What you return must match the entries word for word, minus the pictures.

[Segmentation mask data]
%%

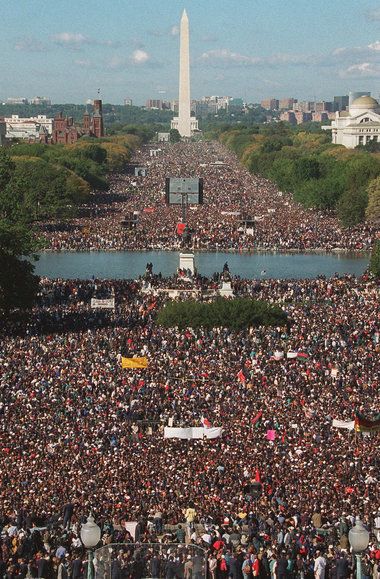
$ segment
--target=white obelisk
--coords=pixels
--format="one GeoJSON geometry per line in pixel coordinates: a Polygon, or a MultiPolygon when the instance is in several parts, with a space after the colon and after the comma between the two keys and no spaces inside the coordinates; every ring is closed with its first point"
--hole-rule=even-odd
{"type": "Polygon", "coordinates": [[[171,126],[178,129],[181,137],[191,137],[193,131],[198,130],[197,120],[191,117],[190,109],[189,19],[186,10],[180,25],[178,117],[173,119],[171,126]]]}

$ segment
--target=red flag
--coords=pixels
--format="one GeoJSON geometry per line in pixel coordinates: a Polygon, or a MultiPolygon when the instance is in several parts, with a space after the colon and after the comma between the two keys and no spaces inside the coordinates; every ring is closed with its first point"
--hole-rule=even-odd
{"type": "Polygon", "coordinates": [[[252,418],[251,423],[252,423],[252,424],[256,424],[256,422],[258,422],[258,421],[260,420],[260,418],[262,417],[262,415],[263,415],[263,411],[262,411],[262,410],[259,410],[258,413],[256,414],[256,416],[254,416],[254,417],[252,418]]]}
{"type": "Polygon", "coordinates": [[[245,384],[246,377],[244,376],[243,370],[239,370],[239,372],[236,374],[236,377],[239,380],[239,382],[241,382],[242,384],[245,384]]]}
{"type": "Polygon", "coordinates": [[[204,416],[202,416],[202,424],[205,428],[211,428],[211,422],[209,421],[208,418],[205,418],[204,416]]]}
{"type": "Polygon", "coordinates": [[[260,471],[257,468],[255,471],[255,482],[261,483],[261,479],[260,479],[260,471]]]}
{"type": "Polygon", "coordinates": [[[183,232],[185,230],[186,227],[186,223],[177,223],[177,233],[178,235],[183,235],[183,232]]]}

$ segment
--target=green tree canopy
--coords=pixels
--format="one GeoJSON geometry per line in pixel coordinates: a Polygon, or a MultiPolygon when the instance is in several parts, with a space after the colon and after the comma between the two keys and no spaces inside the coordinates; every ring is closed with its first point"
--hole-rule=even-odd
{"type": "Polygon", "coordinates": [[[338,217],[344,227],[353,227],[364,220],[368,202],[363,189],[346,189],[338,202],[338,217]]]}
{"type": "Polygon", "coordinates": [[[171,143],[179,143],[181,140],[181,135],[179,134],[178,129],[170,129],[169,137],[171,143]]]}
{"type": "Polygon", "coordinates": [[[380,177],[373,179],[368,185],[368,206],[366,218],[368,221],[380,221],[380,177]]]}
{"type": "Polygon", "coordinates": [[[377,240],[372,253],[369,268],[374,276],[380,277],[380,241],[377,240]]]}
{"type": "Polygon", "coordinates": [[[30,307],[38,292],[39,278],[25,257],[36,249],[30,230],[0,220],[0,310],[30,307]]]}

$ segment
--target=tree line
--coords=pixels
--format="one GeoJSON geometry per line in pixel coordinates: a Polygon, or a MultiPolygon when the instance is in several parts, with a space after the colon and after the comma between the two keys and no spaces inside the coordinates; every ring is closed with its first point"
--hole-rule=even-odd
{"type": "Polygon", "coordinates": [[[380,219],[380,151],[346,149],[313,126],[224,127],[211,134],[253,173],[291,192],[305,207],[336,211],[344,227],[380,219]]]}
{"type": "Polygon", "coordinates": [[[36,295],[26,259],[40,249],[33,223],[75,216],[92,190],[107,189],[107,173],[121,170],[141,140],[134,134],[0,148],[0,310],[28,306],[36,295]]]}

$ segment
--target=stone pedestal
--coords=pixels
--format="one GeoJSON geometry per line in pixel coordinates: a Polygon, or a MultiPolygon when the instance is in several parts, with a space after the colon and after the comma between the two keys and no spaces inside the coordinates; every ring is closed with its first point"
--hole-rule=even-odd
{"type": "Polygon", "coordinates": [[[219,293],[223,298],[231,298],[234,295],[230,281],[222,281],[219,293]]]}
{"type": "Polygon", "coordinates": [[[195,274],[194,253],[180,253],[179,254],[179,269],[189,269],[191,275],[195,274]]]}

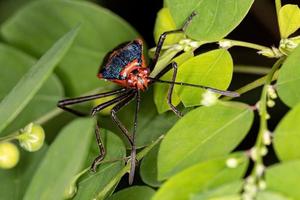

%%

- [ANSWER SPACE]:
$ segment
--target=white obelisk
--coords=pixels
--format="one GeoJSON geometry per line in pixel coordinates: a Polygon, or a MultiPolygon when the instance is in several parts, with a space after the colon and after the comma between the two keys and no spaces inside the coordinates; every ring is closed with its first point"
--hole-rule=even-odd
{"type": "Polygon", "coordinates": [[[171,126],[178,129],[181,137],[191,137],[193,131],[198,130],[197,120],[191,117],[190,109],[189,19],[186,10],[180,25],[178,117],[173,119],[171,126]]]}

$ segment
--target=red flag
--coords=pixels
--format="one GeoJSON geometry per line in pixel coordinates: a Polygon, or a MultiPolygon when the instance is in several parts, with a space after the colon and after the comma between the two keys and no spaces inside the coordinates; every ring is closed with its first point"
--hole-rule=even-odd
{"type": "Polygon", "coordinates": [[[252,418],[251,423],[252,423],[252,424],[256,424],[256,422],[258,422],[258,421],[260,420],[260,418],[262,417],[262,415],[263,415],[263,411],[262,411],[262,410],[259,410],[258,413],[256,414],[256,416],[254,416],[254,417],[252,418]]]}
{"type": "Polygon", "coordinates": [[[245,384],[246,377],[244,376],[243,370],[239,370],[239,372],[236,374],[236,377],[239,380],[239,382],[241,382],[242,384],[245,384]]]}
{"type": "Polygon", "coordinates": [[[204,416],[202,416],[202,424],[205,428],[211,428],[211,422],[209,421],[208,418],[205,418],[204,416]]]}
{"type": "Polygon", "coordinates": [[[260,471],[257,468],[255,471],[255,482],[261,483],[261,479],[260,479],[260,471]]]}
{"type": "Polygon", "coordinates": [[[183,232],[185,230],[186,227],[186,223],[177,223],[177,233],[178,235],[183,235],[183,232]]]}

$ segment
--target=green tree canopy
--coords=pixels
--format="one GeoJSON geometry per line in pixel coordinates: a Polygon, or a MultiPolygon when the instance is in several parts, with a space after the colon and after the comma between the two keys and no spaces inside the coordinates; every ring is closed with its first point"
--hole-rule=even-odd
{"type": "Polygon", "coordinates": [[[338,217],[344,227],[353,227],[364,220],[368,202],[363,189],[346,189],[338,202],[338,217]]]}
{"type": "Polygon", "coordinates": [[[171,143],[179,143],[181,140],[181,135],[179,134],[178,129],[170,129],[169,137],[171,143]]]}
{"type": "Polygon", "coordinates": [[[380,177],[373,179],[368,185],[368,206],[366,218],[368,221],[380,221],[380,177]]]}
{"type": "Polygon", "coordinates": [[[377,240],[372,253],[369,268],[374,276],[380,277],[380,241],[377,240]]]}
{"type": "Polygon", "coordinates": [[[30,307],[38,292],[39,278],[25,257],[36,249],[30,230],[0,220],[0,310],[30,307]]]}

$ segment
--target=tree line
--coords=pixels
--format="one GeoJSON geometry per line in pixel coordinates: a Polygon, or a MultiPolygon when the instance is in several parts, with a space after the colon and after the comma between the two keys and no spaces inside the coordinates; every ring is closed with its first point"
--hole-rule=even-odd
{"type": "Polygon", "coordinates": [[[380,219],[380,151],[346,149],[313,126],[224,127],[211,134],[253,173],[291,192],[305,207],[336,211],[344,227],[380,219]]]}
{"type": "Polygon", "coordinates": [[[36,295],[26,259],[40,249],[33,223],[75,216],[92,190],[107,189],[107,173],[121,170],[141,140],[134,134],[0,148],[0,310],[28,306],[36,295]]]}

$ segment
--target=stone pedestal
--coords=pixels
--format="one GeoJSON geometry per line in pixel coordinates: a Polygon, or a MultiPolygon when the instance is in several parts, with a space after the colon and after the comma between the two keys and no spaces inside the coordinates; every ring is closed with its first point"
--hole-rule=even-odd
{"type": "Polygon", "coordinates": [[[219,293],[223,298],[231,298],[234,295],[230,281],[222,281],[219,293]]]}
{"type": "Polygon", "coordinates": [[[195,274],[194,253],[180,253],[179,254],[179,269],[189,269],[191,275],[195,274]]]}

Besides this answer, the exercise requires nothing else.